▶ Given instruction
Print the data exactly as it is given, please.
***
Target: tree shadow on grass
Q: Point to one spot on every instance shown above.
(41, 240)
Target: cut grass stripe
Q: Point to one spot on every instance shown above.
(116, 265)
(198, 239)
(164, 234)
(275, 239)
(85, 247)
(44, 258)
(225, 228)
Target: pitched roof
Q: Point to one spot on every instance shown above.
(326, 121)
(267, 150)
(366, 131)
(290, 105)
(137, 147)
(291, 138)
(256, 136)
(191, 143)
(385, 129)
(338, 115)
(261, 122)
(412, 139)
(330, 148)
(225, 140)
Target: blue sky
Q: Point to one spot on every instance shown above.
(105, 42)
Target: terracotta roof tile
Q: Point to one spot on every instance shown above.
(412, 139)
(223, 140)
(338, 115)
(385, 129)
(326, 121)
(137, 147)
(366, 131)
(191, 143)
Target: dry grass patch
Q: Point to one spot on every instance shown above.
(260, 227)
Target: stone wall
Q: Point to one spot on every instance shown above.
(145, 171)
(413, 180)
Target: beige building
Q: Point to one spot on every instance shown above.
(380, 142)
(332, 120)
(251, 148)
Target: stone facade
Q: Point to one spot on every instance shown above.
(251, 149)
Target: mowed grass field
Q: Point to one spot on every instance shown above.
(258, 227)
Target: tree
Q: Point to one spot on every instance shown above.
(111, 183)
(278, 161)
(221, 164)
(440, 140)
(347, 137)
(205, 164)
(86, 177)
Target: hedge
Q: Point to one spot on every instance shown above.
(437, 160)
***
▶ Answer for the task
Target: tree shadow on grass
Q: Point to one spot on every instance shown above.
(41, 240)
Target: cut grass stripe
Q: Point to one spot on every instance shown above.
(116, 265)
(198, 239)
(164, 234)
(275, 239)
(85, 247)
(44, 258)
(225, 228)
Target: pitched roof
Q: Point to one spot on every instance shown above.
(326, 121)
(267, 150)
(366, 131)
(290, 105)
(137, 147)
(291, 138)
(256, 136)
(191, 143)
(385, 129)
(338, 115)
(261, 122)
(412, 139)
(330, 148)
(225, 140)
Target: blue sky
Q: Point to one spot on every instance shown above.
(105, 42)
Target: terracotta roof tile
Q: Point to one spot on every instance shown above.
(412, 139)
(223, 140)
(338, 115)
(385, 129)
(326, 121)
(137, 147)
(366, 131)
(191, 143)
Target: dry grass patch
Q: Point to one spot on every instance shown above.
(260, 227)
Target: stone wall
Q: Point to one spot on every instance shown above.
(145, 171)
(413, 180)
Target: beige building
Q: Point to one spot on every instance shown above.
(380, 142)
(332, 120)
(251, 148)
Target: stone facade
Q: Point to one spot on every instance shown above.
(251, 149)
Target: mowed grass field
Q: Point to one spot on every instance shown above.
(258, 227)
Target: tree
Q: Point to one spot on every instance shown above.
(111, 183)
(278, 161)
(221, 164)
(440, 140)
(347, 137)
(205, 164)
(86, 177)
Target: hedge
Q: Point to one spot on every instance shown above.
(437, 160)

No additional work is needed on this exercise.